┌─ ESTRATTO

Lifenews ci informa che nel solo 2013, 650 bambini sono stati uccisi in Olanda ( eutanasia infantile) perché o i loro genitori o i medici hanno giudicato insopportabili le loro sofferenze.
Dati come questi, in Olanda e in Belgio, sono in continua crescita.
Per fortuna qualcuno come il dottor Theo Boer, che era uno strenuo sostenitore dell’eutanasia e del suicidio assistito, ha ammesso di aver sbagliato e che non è possibile che le leggi di un paese civile e progredito aprano neanche il minimo spiraglio alla disponibilità della vita umana: “Una volta che il genio è uscito dalla bottiglia, non è possibile rimettercelo dentro.”
Nel frattempo, i giornali danno notizie sempre più frequenti di casi come quello di Andre Verhoeven, un uomo di 65 anni, con leucemia acuta, rimasto paralizzato dal collo in giù, che è morto felice, circondato da familiari felici: propaganda volta a far pensare che – poveraccio – faceva una vita d’inferno e anche i suoi cari soffrivano nel vederlo soffrire... Insomma, storie struggenti tese ad “ammorbidire” le “difese immunitarie” di chi ritiene la vita sacra e inviolabile. Dai e dai gutta cavat lapidem!
Ma ciò che i giornali non dicono, e la gente non sa, è che dietro a questi strazianti casi di malati terminali c’è un movimento forte e deciso di promozione dell’eutanasia anche per pazienti non terminali.
Ad esempio una donna di 47 anni con l’acufene, un ronzio persistente nelle orecchie, che si è suicidata in Olanda con l’assistenza legale di una clinica specializzata. Gaby Olthuis, era una clarinettista brillante, con due figli di 13 e 15 anni, in perfetta buona salute, a parte la persistente presenza nelle sue orecchie di un rumore stridente che la torturava. “Naturalmente ai ragazzi manca la madre, ma hanno capito la sua decisione” dice la madre della morta.

└─
┌─ ESTRATTI DEI DATI

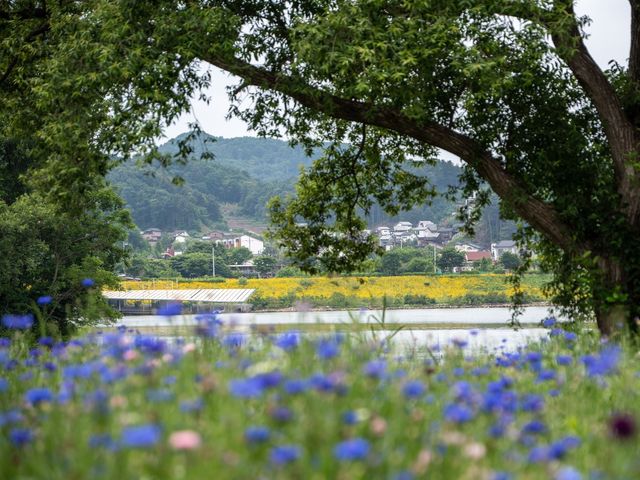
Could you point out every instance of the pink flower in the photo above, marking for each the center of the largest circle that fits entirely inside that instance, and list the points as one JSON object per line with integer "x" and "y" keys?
{"x": 185, "y": 440}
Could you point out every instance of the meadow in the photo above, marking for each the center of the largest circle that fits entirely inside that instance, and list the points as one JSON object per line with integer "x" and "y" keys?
{"x": 354, "y": 292}
{"x": 224, "y": 404}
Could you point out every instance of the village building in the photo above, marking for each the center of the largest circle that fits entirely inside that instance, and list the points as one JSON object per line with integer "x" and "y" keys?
{"x": 498, "y": 249}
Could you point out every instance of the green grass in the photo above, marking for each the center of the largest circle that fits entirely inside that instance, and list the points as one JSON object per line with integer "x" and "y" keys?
{"x": 135, "y": 381}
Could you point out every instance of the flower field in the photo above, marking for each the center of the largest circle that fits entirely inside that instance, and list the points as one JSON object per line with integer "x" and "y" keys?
{"x": 369, "y": 291}
{"x": 222, "y": 404}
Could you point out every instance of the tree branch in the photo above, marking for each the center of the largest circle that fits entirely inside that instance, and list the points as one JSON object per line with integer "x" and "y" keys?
{"x": 620, "y": 131}
{"x": 540, "y": 215}
{"x": 634, "y": 51}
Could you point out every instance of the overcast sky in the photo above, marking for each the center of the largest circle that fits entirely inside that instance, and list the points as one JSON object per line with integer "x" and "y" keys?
{"x": 608, "y": 40}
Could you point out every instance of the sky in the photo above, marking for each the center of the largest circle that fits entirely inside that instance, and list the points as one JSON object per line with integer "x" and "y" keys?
{"x": 609, "y": 37}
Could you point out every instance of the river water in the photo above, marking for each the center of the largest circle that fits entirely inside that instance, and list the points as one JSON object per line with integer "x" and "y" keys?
{"x": 480, "y": 327}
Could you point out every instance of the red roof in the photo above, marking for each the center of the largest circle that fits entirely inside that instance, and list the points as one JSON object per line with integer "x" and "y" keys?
{"x": 477, "y": 256}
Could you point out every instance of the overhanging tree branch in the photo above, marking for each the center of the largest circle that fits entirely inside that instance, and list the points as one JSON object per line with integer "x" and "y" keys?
{"x": 620, "y": 131}
{"x": 540, "y": 215}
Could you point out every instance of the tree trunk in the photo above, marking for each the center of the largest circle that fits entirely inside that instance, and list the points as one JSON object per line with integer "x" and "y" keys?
{"x": 613, "y": 312}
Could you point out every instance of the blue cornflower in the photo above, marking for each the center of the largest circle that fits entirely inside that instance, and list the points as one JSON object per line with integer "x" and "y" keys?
{"x": 20, "y": 436}
{"x": 281, "y": 414}
{"x": 288, "y": 341}
{"x": 501, "y": 476}
{"x": 102, "y": 440}
{"x": 350, "y": 417}
{"x": 159, "y": 395}
{"x": 568, "y": 473}
{"x": 44, "y": 300}
{"x": 457, "y": 413}
{"x": 36, "y": 396}
{"x": 257, "y": 434}
{"x": 10, "y": 417}
{"x": 283, "y": 454}
{"x": 534, "y": 426}
{"x": 531, "y": 403}
{"x": 375, "y": 368}
{"x": 404, "y": 475}
{"x": 187, "y": 406}
{"x": 295, "y": 386}
{"x": 413, "y": 389}
{"x": 546, "y": 375}
{"x": 170, "y": 309}
{"x": 234, "y": 340}
{"x": 327, "y": 348}
{"x": 18, "y": 322}
{"x": 564, "y": 359}
{"x": 350, "y": 450}
{"x": 46, "y": 342}
{"x": 539, "y": 454}
{"x": 246, "y": 388}
{"x": 141, "y": 436}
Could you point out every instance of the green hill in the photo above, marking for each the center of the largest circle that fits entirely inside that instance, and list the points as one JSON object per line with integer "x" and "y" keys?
{"x": 243, "y": 174}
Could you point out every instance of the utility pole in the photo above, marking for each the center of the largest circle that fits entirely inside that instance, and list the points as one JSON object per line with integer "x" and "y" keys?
{"x": 213, "y": 260}
{"x": 434, "y": 260}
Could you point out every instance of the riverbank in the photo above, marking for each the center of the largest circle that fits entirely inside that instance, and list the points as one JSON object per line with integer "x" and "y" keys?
{"x": 326, "y": 293}
{"x": 293, "y": 405}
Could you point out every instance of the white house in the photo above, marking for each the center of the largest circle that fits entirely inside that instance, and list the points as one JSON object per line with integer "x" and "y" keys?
{"x": 181, "y": 237}
{"x": 383, "y": 231}
{"x": 468, "y": 247}
{"x": 253, "y": 244}
{"x": 497, "y": 249}
{"x": 402, "y": 227}
{"x": 426, "y": 225}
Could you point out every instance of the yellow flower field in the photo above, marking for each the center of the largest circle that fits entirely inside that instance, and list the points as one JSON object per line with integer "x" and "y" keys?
{"x": 441, "y": 288}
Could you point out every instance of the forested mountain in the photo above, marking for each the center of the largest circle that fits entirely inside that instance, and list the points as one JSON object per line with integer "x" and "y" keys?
{"x": 247, "y": 172}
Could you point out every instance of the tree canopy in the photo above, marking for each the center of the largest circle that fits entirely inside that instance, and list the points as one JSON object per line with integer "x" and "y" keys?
{"x": 507, "y": 86}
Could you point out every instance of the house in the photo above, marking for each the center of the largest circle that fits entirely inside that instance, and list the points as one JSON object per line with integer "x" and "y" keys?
{"x": 181, "y": 237}
{"x": 427, "y": 225}
{"x": 498, "y": 249}
{"x": 468, "y": 247}
{"x": 402, "y": 227}
{"x": 446, "y": 234}
{"x": 213, "y": 236}
{"x": 253, "y": 244}
{"x": 151, "y": 235}
{"x": 472, "y": 257}
{"x": 405, "y": 238}
{"x": 246, "y": 269}
{"x": 427, "y": 237}
{"x": 386, "y": 241}
{"x": 383, "y": 231}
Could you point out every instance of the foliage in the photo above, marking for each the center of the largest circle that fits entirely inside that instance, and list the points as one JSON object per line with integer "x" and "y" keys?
{"x": 264, "y": 265}
{"x": 450, "y": 258}
{"x": 45, "y": 252}
{"x": 508, "y": 87}
{"x": 301, "y": 406}
{"x": 510, "y": 261}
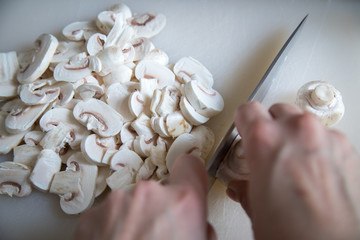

└─

◆ **ATTIVITÀ**
1 – Riassumi in due frasi l'estratto sull'eutanasia in Olanda.
2 – Prosegui l'estratto sull'eutanasia in Olanda a partire dalla sua ultima frase.
L'elenco non ha alcun ruolo in questo lavoro.

◆ **RISPOSTE AGLI ESERCIZI**
1 – Secondo Lifenews, nel 2013 in Olanda 650 bambini sono stati uccisi con l'eutanasia infantile, e dati simili sono in continua crescita in Olanda e in Belgio, mentre il dottor Theo Boer, un tempo strenuo sostenitore dell'eutanasia, ha ammesso di aver sbagliato. I giornali raccontano casi struggenti di malati terminali come Andre Verhoeven, ma non dicono che esiste un movimento che promuove l'eutanasia anche per pazienti non terminali, come Gaby Olthuis, che si è suicidata con assistenza perché soffriva di acufene.

2 –
Sempre in Olanda, sempre nel 2013, 42 pazienti psichiatrici sono morti per eutanasia: il triplo di quelli ammazzati nel 2012. Alcuni l’hanno scelto in prima persona, per altri hanno deciso i parenti. In Belgio ci sono stati dei casi in cui l’eutanasia è avvenuta senza consenso né nel paziente, né dei parenti.
Bisogna smettere di fingere che il suicidio assistito è per i malati terminali: il fine ultimo e vero è quello di togliere di mezzo i disabili che producono poco – niente, anzi costano e danno fastidio, e tutti quelli che “soffrono troppo”, magari per una depressione momentanea.
E’ inevitabile: se la legge apre la porta all’eutanasia e al suicidio assistito, in casi limite, pian piano le fattispecie si amplieranno e la deriva sarà inarrestabile. I paesi che hanno cominciato la strada verso il baratro sono lì a darne prova: evitiamo di seguirne le orme.